:: GOAL OF THE EXERCISE ::
Give a verbatim copy of the lines below, minus the pictures.

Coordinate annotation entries
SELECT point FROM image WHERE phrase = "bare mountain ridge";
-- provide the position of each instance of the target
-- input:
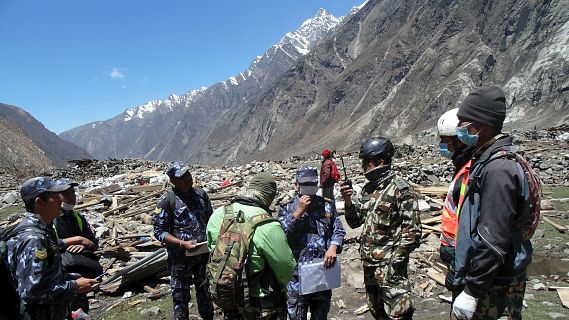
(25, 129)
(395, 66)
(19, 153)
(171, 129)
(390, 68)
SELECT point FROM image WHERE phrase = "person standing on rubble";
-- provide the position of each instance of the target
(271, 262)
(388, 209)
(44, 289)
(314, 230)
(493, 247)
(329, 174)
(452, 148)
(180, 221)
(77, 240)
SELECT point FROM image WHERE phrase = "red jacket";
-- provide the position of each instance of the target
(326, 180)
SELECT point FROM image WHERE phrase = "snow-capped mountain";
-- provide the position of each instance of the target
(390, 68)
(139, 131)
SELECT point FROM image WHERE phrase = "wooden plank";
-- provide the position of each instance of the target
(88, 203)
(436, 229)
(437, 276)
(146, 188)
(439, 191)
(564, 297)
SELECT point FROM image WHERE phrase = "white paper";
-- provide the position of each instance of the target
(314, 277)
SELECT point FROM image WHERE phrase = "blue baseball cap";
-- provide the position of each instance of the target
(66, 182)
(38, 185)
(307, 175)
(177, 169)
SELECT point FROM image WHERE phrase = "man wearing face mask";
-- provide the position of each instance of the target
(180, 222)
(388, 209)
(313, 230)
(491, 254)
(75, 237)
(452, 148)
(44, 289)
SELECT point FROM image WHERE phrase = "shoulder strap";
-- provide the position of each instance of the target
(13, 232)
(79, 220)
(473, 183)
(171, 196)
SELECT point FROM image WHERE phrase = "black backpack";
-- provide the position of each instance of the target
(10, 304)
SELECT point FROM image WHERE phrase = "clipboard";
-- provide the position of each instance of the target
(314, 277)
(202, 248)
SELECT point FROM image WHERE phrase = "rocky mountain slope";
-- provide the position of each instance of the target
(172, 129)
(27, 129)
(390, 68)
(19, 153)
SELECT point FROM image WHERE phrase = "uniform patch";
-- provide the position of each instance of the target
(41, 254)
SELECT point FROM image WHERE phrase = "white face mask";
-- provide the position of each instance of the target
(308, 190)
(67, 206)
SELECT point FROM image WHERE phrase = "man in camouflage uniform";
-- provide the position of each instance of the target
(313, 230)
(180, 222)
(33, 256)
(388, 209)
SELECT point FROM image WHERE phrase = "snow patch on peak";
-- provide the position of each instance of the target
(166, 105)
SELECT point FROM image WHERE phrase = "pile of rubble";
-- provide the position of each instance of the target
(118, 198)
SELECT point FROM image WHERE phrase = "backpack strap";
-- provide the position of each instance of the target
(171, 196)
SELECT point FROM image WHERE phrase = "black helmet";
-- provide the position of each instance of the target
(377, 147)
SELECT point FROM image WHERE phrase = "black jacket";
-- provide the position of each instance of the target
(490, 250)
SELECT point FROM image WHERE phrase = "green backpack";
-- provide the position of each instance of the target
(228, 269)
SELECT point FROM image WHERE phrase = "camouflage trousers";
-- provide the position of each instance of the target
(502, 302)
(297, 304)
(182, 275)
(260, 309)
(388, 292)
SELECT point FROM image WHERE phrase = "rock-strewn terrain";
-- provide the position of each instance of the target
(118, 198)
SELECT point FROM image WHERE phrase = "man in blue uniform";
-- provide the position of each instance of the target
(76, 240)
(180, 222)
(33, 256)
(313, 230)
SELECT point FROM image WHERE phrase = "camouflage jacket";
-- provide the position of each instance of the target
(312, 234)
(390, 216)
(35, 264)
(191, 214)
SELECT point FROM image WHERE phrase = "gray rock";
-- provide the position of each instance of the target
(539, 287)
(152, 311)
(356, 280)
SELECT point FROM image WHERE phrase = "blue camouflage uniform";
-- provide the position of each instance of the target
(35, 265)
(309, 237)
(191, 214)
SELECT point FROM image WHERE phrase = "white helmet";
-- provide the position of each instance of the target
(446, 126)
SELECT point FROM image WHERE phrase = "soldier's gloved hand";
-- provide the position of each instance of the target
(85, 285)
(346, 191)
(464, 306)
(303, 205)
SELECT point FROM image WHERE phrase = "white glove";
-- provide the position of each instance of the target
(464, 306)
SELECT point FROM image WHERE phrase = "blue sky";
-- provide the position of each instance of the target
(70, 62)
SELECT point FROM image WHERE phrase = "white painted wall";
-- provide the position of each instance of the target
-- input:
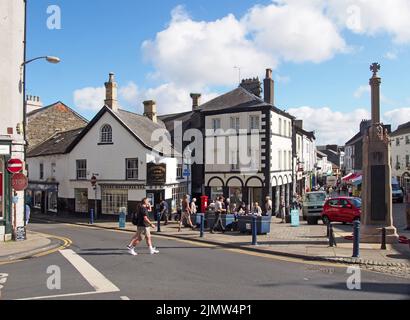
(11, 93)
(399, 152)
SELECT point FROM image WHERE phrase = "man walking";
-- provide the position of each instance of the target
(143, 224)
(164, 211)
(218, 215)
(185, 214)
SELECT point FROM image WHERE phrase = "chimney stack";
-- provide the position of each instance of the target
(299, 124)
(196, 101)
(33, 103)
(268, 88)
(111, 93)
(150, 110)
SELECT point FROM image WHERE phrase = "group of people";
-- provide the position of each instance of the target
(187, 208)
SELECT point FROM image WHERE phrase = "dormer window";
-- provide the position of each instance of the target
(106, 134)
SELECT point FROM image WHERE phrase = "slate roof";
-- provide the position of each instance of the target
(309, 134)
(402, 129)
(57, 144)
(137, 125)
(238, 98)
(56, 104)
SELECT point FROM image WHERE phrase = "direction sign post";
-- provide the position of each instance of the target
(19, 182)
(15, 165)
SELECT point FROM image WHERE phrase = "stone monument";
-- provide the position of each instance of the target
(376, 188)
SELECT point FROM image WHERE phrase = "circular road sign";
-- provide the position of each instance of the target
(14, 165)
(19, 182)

:: TASK RESULT ::
SELECT point FROM image WHERE phrase = "bare mountain ridge";
-- provide the position of each instance of the target
-- input:
(25, 129)
(395, 66)
(19, 153)
(171, 129)
(390, 68)
SELECT point FROM image WHERE phrase = "person standing on rubble";
-- provide the position of each instance of the target
(271, 262)
(388, 209)
(44, 289)
(314, 230)
(493, 247)
(329, 174)
(452, 148)
(180, 221)
(77, 240)
SELECT point FROM image WHERE phrase = "red jacket";
-- provide the position of each instance of the target
(326, 180)
SELECT point FROM image WHERE phrase = "snow-capped mountain";
-- provide the position of each instance of the target
(390, 68)
(139, 131)
SELECT point FROM image WHERE phrase = "wooden plank";
-- provide the position of each instance of the target
(88, 203)
(436, 229)
(437, 276)
(146, 188)
(439, 191)
(564, 297)
SELECT point FROM image WHERE phrase = "white paper";
-- provide the position of each instance of the target
(314, 277)
SELECT point FROM image WHERE phrase = "blue baseball cap";
-- provide the position of each instance of the target
(66, 182)
(38, 185)
(307, 175)
(177, 169)
SELECT point FROM image WHERE phrase = "man wearing face mask";
-- provide the position of each instance of the target
(180, 222)
(388, 209)
(313, 230)
(491, 254)
(75, 237)
(452, 148)
(44, 289)
SELECT point FROM image WHERE phrase = "shoulder strap";
-- provide the position of each instance of the target
(13, 232)
(79, 220)
(473, 183)
(171, 196)
SELECT point FROM image WHERE phrase = "black backpack";
-- provide the position of each instance of the target
(10, 304)
SELECT point FROM image WHERE phrase = "clipboard";
-- provide the position of each instance of the target
(314, 277)
(202, 248)
SELECT point FROM image WHERE phrase = "rocky mountain slope";
-- provide the position of each instance of the target
(172, 129)
(27, 129)
(390, 68)
(19, 153)
SELECT point FROM image WHERE phrase = "uniform patch";
-- provide the position of each instance of the target
(41, 254)
SELECT point FROM image WHERE phrase = "white face mask";
-- provide the position of each instance of the target
(308, 190)
(67, 206)
SELECT point FROM image WHERE phrase = "man in camouflage uniform";
-- provide the position of each instance of the target
(313, 230)
(180, 222)
(33, 256)
(388, 209)
SELECT point FROM image WHERE phrase = "snow patch on peak";
-- provide the position of each instance of the target
(166, 105)
SELECT point FROM image WHERE phrase = "pile of rubble";
-- provide the position of each instance of the target
(118, 198)
SELECT point FROM image WHERE phrase = "backpack strap";
-- provide the position of each instance of the target
(171, 196)
SELECT point FROM image WHERE phrase = "black helmet";
-- provide the position of each instance of the target
(377, 147)
SELECT point FROM image WHERE phrase = "black jacket";
-- provide the position of each instance of the target
(490, 250)
SELECT point FROM image WHERE phrase = "green backpack";
-- provide the position of each instance of the target
(228, 269)
SELECT point FROM image WHERE phrase = "camouflage trousers";
-- provide the position of each instance of the target
(502, 302)
(297, 304)
(182, 275)
(260, 309)
(388, 292)
SELECT point FROM image WHERE phrase = "rock-strewn terrain";
-- provide the position of each instance of the target
(118, 198)
SELECT point FROM image WHERE phrase = "man in blue uniform";
-- provide the position of each instance of the target
(76, 240)
(180, 222)
(33, 256)
(313, 230)
SELECT point FROM image WHERE phrase = "camouflage jacket";
-- provide the position of each instance of the target
(312, 234)
(390, 216)
(35, 264)
(191, 214)
SELECT point FROM image WHERE phrase = "gray rock";
-- provide the position of each instance of the target
(539, 287)
(152, 311)
(356, 280)
SELECT point FROM image WHERE phrase = "blue camouflage uniform";
-- provide the position of each instance of the target
(35, 265)
(309, 237)
(191, 214)
SELECT point FROM image WHERE phrase = "white helmet";
-- provide the position of each instance of the target
(446, 126)
SELECT point FROM image WHERE phrase = "soldier's gloved hand";
-- provide the position of each instance of the target
(85, 285)
(346, 191)
(464, 306)
(303, 205)
SELECT point FROM image WHERE phrase = "white glove";
-- provide the position of each instance of the target
(464, 306)
SELECT point FROM image WHERE phrase = "blue sky";
-- provide the position of each instance of the target
(70, 62)
SELECT point FROM image WHERE phrase = "white painted wall";
-- provide the position of each instance of the target
-- input:
(11, 93)
(399, 152)
SELECT point FROM image WHERE phrase = "man walking";
-- provide the position of each instance of the target
(143, 224)
(164, 211)
(218, 215)
(185, 214)
SELECT point FROM image WHERE phrase = "chimney stack";
-- provide the position of each instance of the target
(299, 124)
(196, 101)
(33, 103)
(268, 88)
(111, 93)
(150, 110)
SELECT point FROM image WHERE phrase = "group of people";
-- provide the position of each instance of the target
(187, 208)
SELECT point FROM image WHERE phrase = "dormer window";
-- provide the position of each instance of the target
(106, 134)
SELECT point FROM image WHERE phrase = "slate roof";
-- provide the position of each instance of the target
(309, 134)
(402, 129)
(57, 144)
(137, 125)
(238, 98)
(56, 104)
SELECT point FROM image WHERE phrase = "direction sign post";
-- provide the position of each instance of the target
(19, 182)
(15, 165)
SELECT point FROM image WHERE phrase = "stone monument";
-- provide the position of each instance of the target
(376, 188)
SELECT point FROM image WHERE phrase = "circular road sign";
-- provide the position of each instance of the target
(14, 165)
(19, 182)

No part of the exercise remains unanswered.